- **DESCRIPTION OF THE TASK**: The entries below should be transcribed exactly, every one of them.

- **DATASET**:
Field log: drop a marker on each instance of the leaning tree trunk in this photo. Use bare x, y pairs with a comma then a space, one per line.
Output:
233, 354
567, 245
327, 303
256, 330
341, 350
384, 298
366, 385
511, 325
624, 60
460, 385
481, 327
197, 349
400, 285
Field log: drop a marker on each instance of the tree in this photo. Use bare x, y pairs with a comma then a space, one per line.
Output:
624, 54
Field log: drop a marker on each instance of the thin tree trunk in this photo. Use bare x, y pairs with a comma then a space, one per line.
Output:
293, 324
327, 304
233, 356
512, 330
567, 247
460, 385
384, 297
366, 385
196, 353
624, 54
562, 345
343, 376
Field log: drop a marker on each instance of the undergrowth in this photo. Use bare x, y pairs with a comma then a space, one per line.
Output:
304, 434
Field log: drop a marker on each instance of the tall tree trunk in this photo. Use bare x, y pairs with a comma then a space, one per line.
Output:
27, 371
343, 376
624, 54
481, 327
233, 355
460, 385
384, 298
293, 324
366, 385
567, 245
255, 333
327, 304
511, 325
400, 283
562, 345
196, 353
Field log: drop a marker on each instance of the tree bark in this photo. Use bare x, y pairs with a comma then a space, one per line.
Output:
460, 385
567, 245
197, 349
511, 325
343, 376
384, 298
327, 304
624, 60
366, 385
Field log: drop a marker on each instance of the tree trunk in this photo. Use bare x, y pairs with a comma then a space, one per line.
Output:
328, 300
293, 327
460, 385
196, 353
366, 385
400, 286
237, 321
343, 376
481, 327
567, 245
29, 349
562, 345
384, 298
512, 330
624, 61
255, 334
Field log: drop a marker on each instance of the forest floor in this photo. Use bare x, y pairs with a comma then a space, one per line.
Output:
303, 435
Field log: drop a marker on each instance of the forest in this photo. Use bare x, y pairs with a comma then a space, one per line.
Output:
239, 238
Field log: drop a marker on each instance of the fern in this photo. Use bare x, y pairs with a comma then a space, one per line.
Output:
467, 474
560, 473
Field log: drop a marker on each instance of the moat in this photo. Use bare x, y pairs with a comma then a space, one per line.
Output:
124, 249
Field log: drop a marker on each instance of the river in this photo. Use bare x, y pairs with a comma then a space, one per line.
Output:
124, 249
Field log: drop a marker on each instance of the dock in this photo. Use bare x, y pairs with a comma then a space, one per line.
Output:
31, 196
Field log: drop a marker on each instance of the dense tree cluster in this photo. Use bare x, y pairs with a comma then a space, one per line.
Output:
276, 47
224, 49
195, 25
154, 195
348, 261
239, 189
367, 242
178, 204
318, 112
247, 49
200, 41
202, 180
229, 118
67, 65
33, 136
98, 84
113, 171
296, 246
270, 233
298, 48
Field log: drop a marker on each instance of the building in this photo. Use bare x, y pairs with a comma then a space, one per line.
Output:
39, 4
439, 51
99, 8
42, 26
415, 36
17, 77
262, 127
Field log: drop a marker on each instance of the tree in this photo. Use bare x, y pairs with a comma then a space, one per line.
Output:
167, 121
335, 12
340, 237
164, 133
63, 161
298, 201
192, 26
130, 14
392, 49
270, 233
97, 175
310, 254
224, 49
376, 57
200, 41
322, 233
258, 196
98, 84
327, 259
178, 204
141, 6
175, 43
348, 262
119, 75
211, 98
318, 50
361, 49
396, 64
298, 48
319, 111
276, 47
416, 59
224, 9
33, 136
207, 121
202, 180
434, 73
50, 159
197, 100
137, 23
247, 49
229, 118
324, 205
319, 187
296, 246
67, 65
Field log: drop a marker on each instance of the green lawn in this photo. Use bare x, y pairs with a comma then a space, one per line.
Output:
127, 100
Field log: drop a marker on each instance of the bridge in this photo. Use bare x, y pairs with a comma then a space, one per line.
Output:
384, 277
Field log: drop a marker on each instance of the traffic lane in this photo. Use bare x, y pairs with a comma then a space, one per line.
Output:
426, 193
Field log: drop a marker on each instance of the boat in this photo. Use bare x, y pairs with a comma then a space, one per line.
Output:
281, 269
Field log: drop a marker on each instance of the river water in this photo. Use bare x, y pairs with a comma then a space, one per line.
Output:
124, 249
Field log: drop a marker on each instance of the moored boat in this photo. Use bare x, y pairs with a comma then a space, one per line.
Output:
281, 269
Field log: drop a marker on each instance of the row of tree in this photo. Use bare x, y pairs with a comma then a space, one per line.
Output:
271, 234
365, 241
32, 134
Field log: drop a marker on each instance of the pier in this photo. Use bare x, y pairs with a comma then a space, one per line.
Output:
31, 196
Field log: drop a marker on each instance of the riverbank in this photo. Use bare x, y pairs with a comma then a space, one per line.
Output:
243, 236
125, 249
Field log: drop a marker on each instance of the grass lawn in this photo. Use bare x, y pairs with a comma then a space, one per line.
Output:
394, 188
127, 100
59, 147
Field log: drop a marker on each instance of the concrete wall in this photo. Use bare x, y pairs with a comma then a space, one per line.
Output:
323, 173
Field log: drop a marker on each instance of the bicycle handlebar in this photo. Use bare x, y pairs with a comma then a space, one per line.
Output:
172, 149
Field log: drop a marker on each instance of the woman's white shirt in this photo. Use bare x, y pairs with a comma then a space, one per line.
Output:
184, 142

- **EXERCISE SOLUTION**:
Field log: drop a marker on each instance of the leaning tree trunk in this photo. Use bare x, y pairs with a comma then a space, one per line.
Output:
233, 354
567, 245
327, 303
256, 330
341, 350
384, 298
366, 385
511, 325
624, 60
460, 385
481, 327
197, 349
400, 285
Field log: drop a marker on each instance of the tree in this photo. Use bare x, y pairs with a comma then a space, one per line.
Output:
624, 54
Field log: drop a marker on each instance of the thin tree trunk in this photo. Use bare x, y pairs with a comma then a space, one per line.
Output:
293, 324
327, 304
233, 356
512, 330
567, 247
460, 385
384, 297
366, 385
196, 353
624, 54
562, 345
343, 376
Field log: drop a marker on each instance of the undergrowth in this photo. Use bare x, y pairs with a comma then a space, one per line.
Output:
304, 434
Field log: drop a marker on each instance of the tall tree trunk in this photo. Use bare x, y pairs with a comma then a space, one per line.
Output:
27, 371
343, 376
624, 54
481, 327
233, 355
460, 385
384, 298
293, 324
366, 385
567, 245
255, 333
327, 304
511, 325
400, 283
562, 345
196, 353
Field log: drop a marker on each instance of the tree bark in this photo. Use bare x, y pairs with a comma then a space, one per line.
Output:
460, 385
567, 245
197, 349
511, 325
343, 376
384, 298
327, 304
624, 60
366, 385
Field log: drop a marker on each instance of the tree trunk in this photo. Use bare x, y pairs with a comma then a space, one per line.
Output:
328, 300
293, 327
460, 385
196, 353
366, 385
400, 286
237, 321
343, 376
481, 327
567, 245
29, 349
562, 345
384, 298
512, 330
624, 61
255, 334
Field log: drop a marker on each instance of the forest floor in this photo. Use bare x, y pairs with a comma then a space, one per line.
Output:
303, 435
Field log: drop a marker on each instance of the forest in this photo. Use bare x, y pairs with a comma then a space, one per line.
Output:
239, 238
Field log: drop a marker on each instance of the fern in this photo. Use bare x, y pairs with a comma then a space, one per line.
Output:
467, 474
560, 473
Field log: drop a marker on each instance of the moat in this photo. Use bare x, y pairs with a comma then a space, one per line.
Output:
124, 249
Field log: drop a marker on each instance of the river in this photo. Use bare x, y pairs with a comma then a space, one per line.
Output:
124, 249
Field log: drop a marker on each instance of the dock in this photo. Use bare x, y pairs with a comma then a space, one per line.
Output:
31, 196
Field log: drop a marker on each instance of the dense tree cluster in this photo. Use bare x, y pairs with a comma then a space, one per line.
Output:
276, 47
224, 49
195, 25
154, 195
348, 261
239, 189
367, 242
178, 204
318, 112
247, 49
200, 41
202, 180
229, 118
67, 65
33, 136
98, 84
113, 171
296, 246
270, 233
298, 48
Field log: drop a marker on each instance of the building in this photo. Use bare x, y pairs with a comma then a space, one per line.
Output:
39, 4
439, 51
99, 8
42, 26
415, 36
17, 77
262, 127
Field log: drop a marker on each instance of the tree in this photo. Use bare x, y pairs with a comma then a space, one per line.
Output:
167, 121
335, 12
340, 237
164, 133
63, 161
298, 201
192, 26
130, 14
392, 49
270, 233
97, 175
310, 254
224, 49
376, 57
200, 41
322, 233
258, 196
98, 84
327, 259
178, 204
141, 6
175, 43
348, 262
119, 75
211, 98
318, 50
361, 49
396, 64
298, 48
319, 111
276, 47
416, 59
224, 9
33, 136
207, 121
202, 180
434, 73
50, 159
197, 100
137, 23
247, 49
229, 118
324, 205
319, 187
296, 246
67, 65
Field log: drop a marker on each instance of the green lawn in this photo. Use bare x, y pairs with a comma then a space, one per line.
Output:
127, 100
Field log: drop a marker on each instance of the bridge in this photo. Use bare x, y pairs with a comma then a space, one per line.
Output:
384, 277
Field log: drop a marker on each instance of the traffic lane in this photo. Use bare x, y pairs with a comma then a space, one per line.
Output:
426, 193
Field log: drop a marker on each instance of the boat in this photo. Use bare x, y pairs with a comma then a space, one per line.
Output:
281, 269
Field log: drop a marker on each instance of the river water in this photo. Use bare x, y pairs with a comma then a space, one per line.
Output:
124, 249
Field log: drop a marker on each instance of the moored boat in this photo. Use bare x, y pairs with a comma then a space, one per line.
Output:
281, 269
Field log: drop a marker on each instance of the row of tree in this photo. Use bare x, y pairs with a comma then a space, one per line.
Output:
271, 234
365, 241
32, 134
Field log: drop a marker on each instance of the pier in this photo. Use bare x, y pairs with a comma then a space, one per line.
Output:
31, 196
Field log: drop a marker on each instance of the riverbank in this photo. Use bare x, y pairs with a comma then a space, one per line.
Output:
243, 236
125, 249
Field log: drop a marker on each instance of the grass lawn in this photo. Use bare x, y pairs with a comma then a space, one per line.
Output:
394, 188
127, 100
59, 147
Field log: drop a marker on each instance of the concrete wall in this photo. Use bare x, y pairs with a comma then a space, one per line.
Output:
323, 173
Field log: drop a marker on each instance of the bicycle handlebar in this photo. Use bare x, y pairs with a comma then a space, one per line.
Output:
172, 149
Field log: drop a marker on each instance of the woman's white shirt in this photo. Use bare x, y pairs with a comma then a space, one per line.
Output:
184, 142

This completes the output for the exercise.